Exact transcription of the data below is required, without the images.

(Dataset items)
<<<<
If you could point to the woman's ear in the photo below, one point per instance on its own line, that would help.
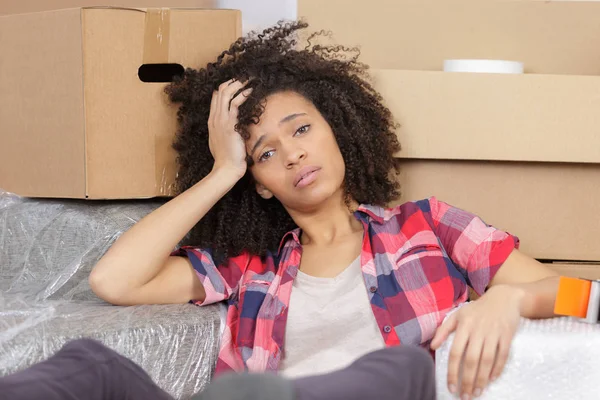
(263, 192)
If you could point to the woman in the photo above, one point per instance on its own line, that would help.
(286, 165)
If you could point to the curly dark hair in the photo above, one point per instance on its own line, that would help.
(333, 79)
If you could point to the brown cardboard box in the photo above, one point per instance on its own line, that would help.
(577, 270)
(76, 121)
(574, 270)
(469, 116)
(29, 6)
(553, 208)
(549, 37)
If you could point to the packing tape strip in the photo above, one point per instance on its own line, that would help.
(156, 36)
(578, 298)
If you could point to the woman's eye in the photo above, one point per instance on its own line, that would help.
(266, 155)
(302, 129)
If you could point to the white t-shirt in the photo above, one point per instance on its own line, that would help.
(330, 323)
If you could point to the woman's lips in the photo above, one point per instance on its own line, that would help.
(306, 176)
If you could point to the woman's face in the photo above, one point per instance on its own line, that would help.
(296, 156)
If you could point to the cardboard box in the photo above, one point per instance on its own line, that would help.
(470, 116)
(554, 208)
(574, 270)
(29, 6)
(76, 121)
(549, 37)
(577, 270)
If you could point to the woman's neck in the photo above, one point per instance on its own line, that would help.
(328, 224)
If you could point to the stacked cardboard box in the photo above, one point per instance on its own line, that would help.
(77, 117)
(521, 151)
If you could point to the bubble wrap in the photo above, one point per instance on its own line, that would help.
(47, 250)
(557, 358)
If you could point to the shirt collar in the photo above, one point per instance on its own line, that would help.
(373, 213)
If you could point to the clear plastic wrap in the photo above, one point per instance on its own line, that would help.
(47, 250)
(556, 358)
>>>>
* **Output of the exercise**
If you could point to the woman's ear in the photo below, one point per instance on its own line, that would help.
(263, 192)
If you could point to the woman in the photo above, one point per instance on its own line, that would help.
(286, 165)
If you could point to the curly dark hair in the photo above, one point per instance on its own line, that would help.
(333, 79)
If you could point to the brown cardboard box in the photo above, one point per instance on its own line, that would help.
(577, 270)
(76, 121)
(574, 270)
(469, 116)
(29, 6)
(553, 208)
(549, 37)
If you could point to the packing tape strip in the photo above, one point per instance on its own line, that would help.
(156, 36)
(578, 298)
If you could point to the woman's eye in the photo above, one point per instance on its own line, that would help.
(266, 155)
(302, 129)
If you could point to the white t-shirt in the photo above, one point per instance on its own line, that would help.
(330, 323)
If you could point to the woman's lips in the photo above, one point per instance on its own line, that would help.
(306, 176)
If you could point to the woman's face in the photo above, one point per instance on its own line, that would help.
(296, 156)
If you could point to the cardboard box in the photo above, one point per instance on its own line, that would help.
(470, 116)
(554, 208)
(574, 270)
(29, 6)
(76, 121)
(549, 37)
(577, 270)
If you could point to the woman's neck in the photo above, one point per instance on its own line, that would help.
(328, 224)
If you could point to the stacked cardboard box in the photo above, one point per instance on its own line, that would help.
(77, 117)
(521, 151)
If you could point to the bubble wrap in the photo above, one point per instance on its own line, that would help.
(47, 250)
(557, 358)
If you could point to the shirt collar in the photo above, one point per instance on its own line, that would help.
(373, 213)
If you could point to the clear plastic wrap in the photo above, one point per instance on its own line, that would help.
(47, 250)
(556, 358)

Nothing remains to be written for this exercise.